▶ _Directive 1_
In the passage on overlay and underlay networks, when is an overlay next hop station determined?
▶ _Directive 2_
Write out word for word the part of the passage on overlay and underlay networks that opens with the words containing "The above-mentioned overlay" and closes with "specific underlay path/tree.".

▶ _Document text_
:::::
The above-mentioned overlay path/tree means a forwarding path/tree
on the overlay network structure, and the underlay path/tree means
a forwarding path/tree on the underlay network structure. The
system 100 can make routing/forwarding decisions on the overlay
network structure and underlay network structure based on a variety
of kinds of routing/forwarding protocols and/or based on different
requirements for quality of service. In addition, an overlay next
hop station indicates a next hop station on the overlay network
structure, and this station is determined after computing and
selecting the specific overlay path/tree. An underlay next hop
station indicates a next hop station on the underlay network
structure, and this station is determined after computing and
selecting the specific underlay path/tree.
:::::
Dataset excerpts on object pointing:

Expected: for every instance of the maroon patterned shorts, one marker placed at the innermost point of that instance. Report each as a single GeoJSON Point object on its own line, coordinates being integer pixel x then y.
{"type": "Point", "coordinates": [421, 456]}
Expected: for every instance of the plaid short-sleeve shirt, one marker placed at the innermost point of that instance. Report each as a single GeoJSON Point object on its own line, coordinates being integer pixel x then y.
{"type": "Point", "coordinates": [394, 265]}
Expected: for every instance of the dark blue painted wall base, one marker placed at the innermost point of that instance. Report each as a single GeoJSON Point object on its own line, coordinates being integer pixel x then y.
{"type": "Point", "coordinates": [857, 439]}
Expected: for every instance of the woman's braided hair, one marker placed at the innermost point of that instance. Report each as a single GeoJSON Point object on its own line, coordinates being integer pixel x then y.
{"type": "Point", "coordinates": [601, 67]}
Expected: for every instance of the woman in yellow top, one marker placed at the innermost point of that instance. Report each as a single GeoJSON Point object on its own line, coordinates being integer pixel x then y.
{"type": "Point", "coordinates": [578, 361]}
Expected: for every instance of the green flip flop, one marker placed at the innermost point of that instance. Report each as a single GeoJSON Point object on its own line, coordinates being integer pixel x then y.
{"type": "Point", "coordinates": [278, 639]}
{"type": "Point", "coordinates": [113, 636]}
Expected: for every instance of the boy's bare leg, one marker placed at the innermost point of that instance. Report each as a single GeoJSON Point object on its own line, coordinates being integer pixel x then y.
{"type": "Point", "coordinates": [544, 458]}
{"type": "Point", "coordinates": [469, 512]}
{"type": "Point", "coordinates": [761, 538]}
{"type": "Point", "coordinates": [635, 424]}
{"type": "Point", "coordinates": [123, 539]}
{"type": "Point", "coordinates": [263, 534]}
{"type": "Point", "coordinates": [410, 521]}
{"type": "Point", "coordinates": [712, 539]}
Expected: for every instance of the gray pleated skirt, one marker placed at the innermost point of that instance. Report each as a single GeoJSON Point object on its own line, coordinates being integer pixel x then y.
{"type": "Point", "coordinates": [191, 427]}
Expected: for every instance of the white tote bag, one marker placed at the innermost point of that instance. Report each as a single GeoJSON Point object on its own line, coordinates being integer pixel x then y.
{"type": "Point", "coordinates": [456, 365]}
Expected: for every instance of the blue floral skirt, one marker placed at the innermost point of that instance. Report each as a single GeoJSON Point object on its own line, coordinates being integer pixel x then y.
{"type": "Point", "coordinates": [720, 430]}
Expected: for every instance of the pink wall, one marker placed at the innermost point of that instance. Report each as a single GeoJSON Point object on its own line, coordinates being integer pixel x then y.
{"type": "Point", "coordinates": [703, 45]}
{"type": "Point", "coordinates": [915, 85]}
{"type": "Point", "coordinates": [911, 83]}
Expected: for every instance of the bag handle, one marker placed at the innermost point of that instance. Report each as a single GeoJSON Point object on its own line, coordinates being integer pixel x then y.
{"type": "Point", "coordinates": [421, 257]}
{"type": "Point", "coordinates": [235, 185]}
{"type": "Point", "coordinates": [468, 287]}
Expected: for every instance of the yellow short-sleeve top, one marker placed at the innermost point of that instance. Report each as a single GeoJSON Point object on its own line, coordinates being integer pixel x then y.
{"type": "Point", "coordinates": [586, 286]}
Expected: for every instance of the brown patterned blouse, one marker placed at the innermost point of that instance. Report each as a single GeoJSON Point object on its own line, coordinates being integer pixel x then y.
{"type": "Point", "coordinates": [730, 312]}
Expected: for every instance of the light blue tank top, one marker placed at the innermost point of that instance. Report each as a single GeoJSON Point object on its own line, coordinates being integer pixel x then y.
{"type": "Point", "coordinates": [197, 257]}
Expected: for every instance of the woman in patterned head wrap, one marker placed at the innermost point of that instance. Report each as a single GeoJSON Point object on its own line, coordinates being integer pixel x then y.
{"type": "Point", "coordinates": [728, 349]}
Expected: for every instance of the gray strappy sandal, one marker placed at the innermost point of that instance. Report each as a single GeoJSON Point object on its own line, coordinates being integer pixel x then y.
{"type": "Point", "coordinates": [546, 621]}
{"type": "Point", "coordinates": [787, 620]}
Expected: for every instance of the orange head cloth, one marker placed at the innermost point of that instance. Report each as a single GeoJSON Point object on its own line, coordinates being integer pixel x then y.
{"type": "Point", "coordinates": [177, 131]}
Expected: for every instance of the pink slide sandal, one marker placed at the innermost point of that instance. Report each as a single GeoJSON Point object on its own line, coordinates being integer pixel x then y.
:::::
▶ _Worked solution 1_
It is determined after computing and selecting the specific overlay path/tree.

▶ _Worked solution 2_
The above-mentioned overlay path/tree means a forwarding path/tree
on the overlay network structure, and the underlay path/tree means
a forwarding path/tree on the underlay network structure. The
system 100 can make routing/forwarding decisions on the overlay
network structure and underlay network structure based on a variety
of kinds of routing/forwarding protocols and/or based on different
requirements for quality of service. In addition, an overlay next
hop station indicates a next hop station on the overlay network
structure, and this station is determined after computing and
selecting the specific overlay path/tree. An underlay next hop
station indicates a next hop station on the underlay network
structure, and this station is determined after computing and
selecting the specific underlay path/tree.